## What needs to be done:
Word for word, set down every line of the entries below from the line with "Where can you find the white bottle" to the line with "Where can you find the photo of man", including both, and no other line.

Start of Input for this task

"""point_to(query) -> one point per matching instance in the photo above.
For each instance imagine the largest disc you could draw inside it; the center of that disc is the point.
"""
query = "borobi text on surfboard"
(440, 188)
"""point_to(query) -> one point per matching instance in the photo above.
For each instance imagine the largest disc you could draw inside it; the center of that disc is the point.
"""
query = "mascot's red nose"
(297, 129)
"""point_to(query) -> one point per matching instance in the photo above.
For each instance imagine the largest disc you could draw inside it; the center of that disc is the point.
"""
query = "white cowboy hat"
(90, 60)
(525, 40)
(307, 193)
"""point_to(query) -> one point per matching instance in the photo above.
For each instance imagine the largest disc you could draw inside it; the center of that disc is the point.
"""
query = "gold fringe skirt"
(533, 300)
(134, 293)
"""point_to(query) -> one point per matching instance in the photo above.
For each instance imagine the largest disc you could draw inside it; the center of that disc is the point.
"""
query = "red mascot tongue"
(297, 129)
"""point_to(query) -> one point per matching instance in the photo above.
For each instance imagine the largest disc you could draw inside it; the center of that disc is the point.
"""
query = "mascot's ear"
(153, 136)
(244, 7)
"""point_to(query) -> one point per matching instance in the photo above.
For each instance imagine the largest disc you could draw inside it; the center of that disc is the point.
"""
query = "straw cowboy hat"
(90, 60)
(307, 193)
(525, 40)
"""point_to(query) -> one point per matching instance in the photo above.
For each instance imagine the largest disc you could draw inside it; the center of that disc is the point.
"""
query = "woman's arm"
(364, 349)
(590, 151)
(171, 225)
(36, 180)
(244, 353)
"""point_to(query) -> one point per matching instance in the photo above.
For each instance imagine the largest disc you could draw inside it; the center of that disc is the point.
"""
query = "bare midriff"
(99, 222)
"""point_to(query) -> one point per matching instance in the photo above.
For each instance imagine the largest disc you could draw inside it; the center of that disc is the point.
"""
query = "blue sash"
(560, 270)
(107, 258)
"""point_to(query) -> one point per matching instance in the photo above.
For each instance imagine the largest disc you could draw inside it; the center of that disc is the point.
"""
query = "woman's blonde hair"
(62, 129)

End of Input for this task
Start of Input for this task

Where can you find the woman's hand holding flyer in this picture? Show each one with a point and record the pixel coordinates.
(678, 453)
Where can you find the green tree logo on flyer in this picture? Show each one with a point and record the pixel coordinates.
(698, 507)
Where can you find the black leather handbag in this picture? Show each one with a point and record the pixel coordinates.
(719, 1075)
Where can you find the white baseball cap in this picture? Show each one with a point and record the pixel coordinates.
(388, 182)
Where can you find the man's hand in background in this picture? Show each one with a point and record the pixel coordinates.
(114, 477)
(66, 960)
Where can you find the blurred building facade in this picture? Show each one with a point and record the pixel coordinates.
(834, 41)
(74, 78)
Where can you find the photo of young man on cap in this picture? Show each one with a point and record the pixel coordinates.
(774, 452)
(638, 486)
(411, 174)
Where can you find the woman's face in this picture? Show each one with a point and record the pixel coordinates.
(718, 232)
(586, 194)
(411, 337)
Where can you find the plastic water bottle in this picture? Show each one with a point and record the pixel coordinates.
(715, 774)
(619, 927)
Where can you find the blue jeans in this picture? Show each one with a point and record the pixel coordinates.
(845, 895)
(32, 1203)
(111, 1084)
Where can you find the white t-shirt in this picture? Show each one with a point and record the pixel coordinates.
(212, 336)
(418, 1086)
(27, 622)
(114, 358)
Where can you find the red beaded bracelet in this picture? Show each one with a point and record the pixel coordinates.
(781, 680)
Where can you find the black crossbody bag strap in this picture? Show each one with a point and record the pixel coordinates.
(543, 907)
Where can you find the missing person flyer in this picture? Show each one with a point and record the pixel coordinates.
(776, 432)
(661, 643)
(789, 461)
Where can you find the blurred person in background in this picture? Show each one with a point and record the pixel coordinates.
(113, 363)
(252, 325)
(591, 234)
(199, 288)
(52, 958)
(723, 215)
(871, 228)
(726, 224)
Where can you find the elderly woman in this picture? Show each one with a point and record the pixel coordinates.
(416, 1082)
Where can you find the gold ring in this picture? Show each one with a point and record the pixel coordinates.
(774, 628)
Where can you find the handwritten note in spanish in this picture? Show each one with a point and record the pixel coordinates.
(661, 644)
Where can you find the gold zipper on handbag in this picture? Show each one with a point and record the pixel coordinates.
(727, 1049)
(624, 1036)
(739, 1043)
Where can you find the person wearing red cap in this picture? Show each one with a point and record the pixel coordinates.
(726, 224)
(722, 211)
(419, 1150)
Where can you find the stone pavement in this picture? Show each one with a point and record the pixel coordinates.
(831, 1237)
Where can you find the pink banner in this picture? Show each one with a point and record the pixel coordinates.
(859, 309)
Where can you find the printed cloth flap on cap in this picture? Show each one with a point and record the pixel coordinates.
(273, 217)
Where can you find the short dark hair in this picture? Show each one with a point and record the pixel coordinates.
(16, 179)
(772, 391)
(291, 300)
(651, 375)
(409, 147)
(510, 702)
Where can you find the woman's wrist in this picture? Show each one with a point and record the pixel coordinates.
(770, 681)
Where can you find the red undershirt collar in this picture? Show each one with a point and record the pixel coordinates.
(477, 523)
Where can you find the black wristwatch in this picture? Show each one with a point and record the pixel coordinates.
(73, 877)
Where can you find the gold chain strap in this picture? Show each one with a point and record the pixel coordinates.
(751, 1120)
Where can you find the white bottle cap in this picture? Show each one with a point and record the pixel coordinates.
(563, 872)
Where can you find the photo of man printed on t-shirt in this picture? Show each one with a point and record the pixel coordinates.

End of Input for this task

## Solution to the problem:
Where can you find the white bottle cap in this picture? Show each one with a point and record the pixel coordinates.
(563, 872)
Where can you find the photo of man printed on t-shirt in this picture? Show each one with a point and record the pixel coordinates.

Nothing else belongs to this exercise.